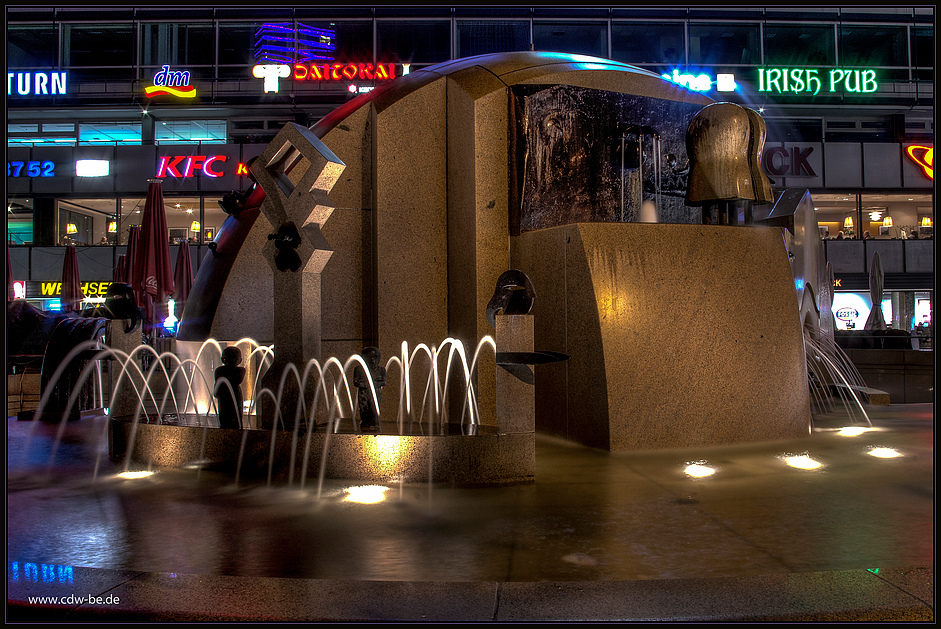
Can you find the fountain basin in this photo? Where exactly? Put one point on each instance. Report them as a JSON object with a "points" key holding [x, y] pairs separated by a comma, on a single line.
{"points": [[485, 458]]}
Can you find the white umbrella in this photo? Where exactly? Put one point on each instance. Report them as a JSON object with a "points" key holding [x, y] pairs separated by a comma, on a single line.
{"points": [[876, 284]]}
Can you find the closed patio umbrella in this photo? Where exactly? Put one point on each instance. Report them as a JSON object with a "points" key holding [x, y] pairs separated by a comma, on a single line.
{"points": [[71, 295], [876, 321], [183, 275], [153, 271], [10, 292], [133, 241]]}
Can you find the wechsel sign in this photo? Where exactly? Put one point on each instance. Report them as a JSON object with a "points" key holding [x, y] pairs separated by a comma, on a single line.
{"points": [[813, 81]]}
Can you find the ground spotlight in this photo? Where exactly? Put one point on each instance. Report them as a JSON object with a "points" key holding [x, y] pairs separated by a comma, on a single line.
{"points": [[884, 453], [366, 494], [802, 462], [699, 469]]}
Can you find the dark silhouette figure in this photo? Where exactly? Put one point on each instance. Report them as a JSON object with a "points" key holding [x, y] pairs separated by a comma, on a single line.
{"points": [[287, 240], [229, 402], [368, 410], [514, 294]]}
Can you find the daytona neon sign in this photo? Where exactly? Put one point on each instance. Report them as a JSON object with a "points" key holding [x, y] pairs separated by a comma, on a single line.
{"points": [[326, 72], [924, 157]]}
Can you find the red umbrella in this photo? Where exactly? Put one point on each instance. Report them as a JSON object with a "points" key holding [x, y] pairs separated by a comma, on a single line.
{"points": [[152, 272], [10, 292], [72, 295], [183, 275], [120, 269]]}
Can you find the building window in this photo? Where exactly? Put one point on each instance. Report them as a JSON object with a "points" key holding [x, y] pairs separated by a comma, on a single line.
{"points": [[923, 53], [485, 37], [177, 44], [98, 45], [799, 45], [581, 38], [32, 46], [236, 50], [723, 44], [873, 46], [643, 42], [191, 132], [411, 41], [109, 133]]}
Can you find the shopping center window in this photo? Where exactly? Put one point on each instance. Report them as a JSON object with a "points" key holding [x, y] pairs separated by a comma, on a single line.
{"points": [[32, 46], [643, 42], [98, 45], [409, 41], [484, 37], [719, 44], [582, 38], [177, 44], [191, 132], [799, 45], [112, 133], [923, 53], [873, 46]]}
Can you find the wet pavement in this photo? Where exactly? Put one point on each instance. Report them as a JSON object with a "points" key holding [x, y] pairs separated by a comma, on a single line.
{"points": [[591, 520]]}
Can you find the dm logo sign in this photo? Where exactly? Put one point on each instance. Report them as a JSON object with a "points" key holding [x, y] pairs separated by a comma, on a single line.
{"points": [[847, 314], [169, 82]]}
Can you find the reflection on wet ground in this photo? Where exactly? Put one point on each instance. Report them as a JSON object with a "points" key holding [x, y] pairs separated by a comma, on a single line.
{"points": [[590, 514]]}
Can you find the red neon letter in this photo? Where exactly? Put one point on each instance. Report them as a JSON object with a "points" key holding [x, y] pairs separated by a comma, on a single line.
{"points": [[194, 163], [207, 167], [168, 167]]}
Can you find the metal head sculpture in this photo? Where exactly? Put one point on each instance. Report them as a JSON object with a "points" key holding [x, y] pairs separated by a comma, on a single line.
{"points": [[717, 142], [120, 304], [514, 294]]}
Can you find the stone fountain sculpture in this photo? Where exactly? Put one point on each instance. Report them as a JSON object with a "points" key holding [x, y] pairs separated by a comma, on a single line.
{"points": [[297, 172]]}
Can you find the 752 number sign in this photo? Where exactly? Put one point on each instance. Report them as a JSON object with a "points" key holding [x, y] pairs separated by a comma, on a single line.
{"points": [[31, 169]]}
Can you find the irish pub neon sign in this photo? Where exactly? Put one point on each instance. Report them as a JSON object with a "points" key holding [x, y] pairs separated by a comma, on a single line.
{"points": [[813, 81]]}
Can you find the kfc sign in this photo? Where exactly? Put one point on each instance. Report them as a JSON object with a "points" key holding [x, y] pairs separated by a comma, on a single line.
{"points": [[190, 165]]}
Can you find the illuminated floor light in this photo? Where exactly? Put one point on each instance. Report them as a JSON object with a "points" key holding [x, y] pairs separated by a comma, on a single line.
{"points": [[134, 475], [699, 470], [366, 494], [853, 431], [884, 453], [802, 462]]}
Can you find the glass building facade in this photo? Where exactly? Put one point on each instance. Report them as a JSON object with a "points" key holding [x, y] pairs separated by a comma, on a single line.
{"points": [[101, 84]]}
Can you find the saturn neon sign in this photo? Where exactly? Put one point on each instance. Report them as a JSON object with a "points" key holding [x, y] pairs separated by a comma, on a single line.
{"points": [[847, 314]]}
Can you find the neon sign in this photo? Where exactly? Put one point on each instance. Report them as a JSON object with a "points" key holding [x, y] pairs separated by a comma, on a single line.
{"points": [[924, 157], [847, 314], [33, 169], [37, 83], [702, 82], [168, 82], [52, 289], [271, 73], [778, 160], [804, 81], [188, 165], [285, 43], [326, 72]]}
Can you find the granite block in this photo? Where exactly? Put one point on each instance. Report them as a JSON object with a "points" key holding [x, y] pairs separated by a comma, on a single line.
{"points": [[714, 375]]}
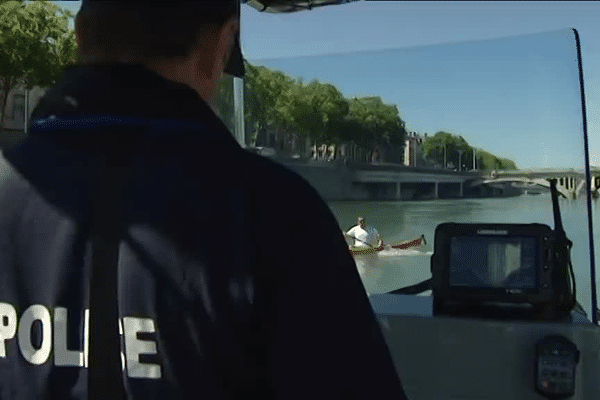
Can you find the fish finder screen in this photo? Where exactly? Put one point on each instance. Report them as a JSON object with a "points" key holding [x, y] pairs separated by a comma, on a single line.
{"points": [[494, 262]]}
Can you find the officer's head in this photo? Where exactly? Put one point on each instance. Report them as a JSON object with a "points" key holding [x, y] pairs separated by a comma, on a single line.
{"points": [[185, 41]]}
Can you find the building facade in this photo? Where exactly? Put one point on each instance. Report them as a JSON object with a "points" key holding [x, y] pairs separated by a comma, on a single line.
{"points": [[19, 106], [413, 149]]}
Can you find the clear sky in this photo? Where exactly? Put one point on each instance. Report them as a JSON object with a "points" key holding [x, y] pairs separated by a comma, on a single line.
{"points": [[370, 25]]}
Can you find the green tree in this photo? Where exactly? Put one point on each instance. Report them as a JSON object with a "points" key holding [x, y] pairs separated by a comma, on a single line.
{"points": [[35, 45], [433, 148], [265, 95], [376, 123]]}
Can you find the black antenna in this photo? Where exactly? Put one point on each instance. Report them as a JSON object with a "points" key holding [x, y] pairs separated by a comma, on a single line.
{"points": [[562, 254], [587, 186]]}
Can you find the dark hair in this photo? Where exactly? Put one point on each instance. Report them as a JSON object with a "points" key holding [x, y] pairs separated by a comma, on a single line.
{"points": [[149, 30]]}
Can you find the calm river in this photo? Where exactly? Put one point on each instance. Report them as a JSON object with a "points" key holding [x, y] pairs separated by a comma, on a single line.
{"points": [[401, 220]]}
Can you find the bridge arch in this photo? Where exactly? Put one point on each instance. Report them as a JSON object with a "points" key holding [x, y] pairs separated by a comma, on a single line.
{"points": [[561, 188]]}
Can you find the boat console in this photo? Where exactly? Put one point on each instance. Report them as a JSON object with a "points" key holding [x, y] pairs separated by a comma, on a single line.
{"points": [[451, 357], [501, 321]]}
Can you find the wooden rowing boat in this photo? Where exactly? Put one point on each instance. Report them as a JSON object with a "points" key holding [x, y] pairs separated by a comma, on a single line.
{"points": [[405, 244]]}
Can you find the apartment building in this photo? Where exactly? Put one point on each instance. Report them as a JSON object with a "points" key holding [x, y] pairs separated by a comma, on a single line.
{"points": [[20, 105]]}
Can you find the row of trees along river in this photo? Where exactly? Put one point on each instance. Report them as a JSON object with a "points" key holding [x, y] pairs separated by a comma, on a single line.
{"points": [[293, 116], [37, 43]]}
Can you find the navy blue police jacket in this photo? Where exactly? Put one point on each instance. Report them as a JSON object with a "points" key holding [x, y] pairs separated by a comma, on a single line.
{"points": [[234, 275]]}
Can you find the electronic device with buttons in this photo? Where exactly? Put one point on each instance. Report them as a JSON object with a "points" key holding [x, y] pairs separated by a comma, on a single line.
{"points": [[511, 270], [555, 366]]}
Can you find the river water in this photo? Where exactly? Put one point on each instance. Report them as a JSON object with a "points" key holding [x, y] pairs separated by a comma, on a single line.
{"points": [[399, 220]]}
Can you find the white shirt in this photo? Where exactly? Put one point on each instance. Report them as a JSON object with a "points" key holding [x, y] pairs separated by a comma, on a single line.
{"points": [[369, 235]]}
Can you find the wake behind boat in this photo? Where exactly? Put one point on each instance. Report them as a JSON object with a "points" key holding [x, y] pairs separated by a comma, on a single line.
{"points": [[405, 244]]}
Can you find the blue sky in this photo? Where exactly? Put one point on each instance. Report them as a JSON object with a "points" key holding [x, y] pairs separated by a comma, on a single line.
{"points": [[368, 25]]}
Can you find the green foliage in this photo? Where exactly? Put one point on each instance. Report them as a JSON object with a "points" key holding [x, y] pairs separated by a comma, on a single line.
{"points": [[433, 149], [35, 45], [36, 42], [318, 111]]}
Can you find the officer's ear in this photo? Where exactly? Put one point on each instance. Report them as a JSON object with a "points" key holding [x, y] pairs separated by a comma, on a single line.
{"points": [[225, 45]]}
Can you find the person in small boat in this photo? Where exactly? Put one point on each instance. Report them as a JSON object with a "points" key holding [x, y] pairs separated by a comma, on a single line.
{"points": [[364, 235]]}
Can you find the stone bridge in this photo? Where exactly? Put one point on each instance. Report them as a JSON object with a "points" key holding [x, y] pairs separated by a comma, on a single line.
{"points": [[570, 182]]}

» **EXERCISE AIM**
Each line from the one containing "Can you find the green foliage" to the end of the records should be echoed exactly, and no other line.

» **REPLY TO THE EXERCISE**
Can you find the green foliage in this photo? Where exactly? Put one point on each instance. Report them as a JSON object with a "points" key holding [x, y] pairs separated by a comma, on a single line.
{"points": [[433, 149], [35, 45], [36, 42], [318, 111]]}
Can you find the officer's ear in this photo? Where exactly? Put one point on each instance. Report them as a JSON object with a "points" key holding [x, y] pairs separated by a comma, on a single line.
{"points": [[225, 45]]}
Can you find the person in small boat in this photo? Where exactly? Put one point on each instance. Report them as a JSON object with a "points" key holding [x, y] pairs separated by a comma, on a single line.
{"points": [[364, 235]]}
Can you find the stone bridge in this photo? Where exactly? Put one point on each instance. Report them as a JSON object with a "points" key holding [x, y] pairs separated by a comma, on a single line.
{"points": [[570, 182]]}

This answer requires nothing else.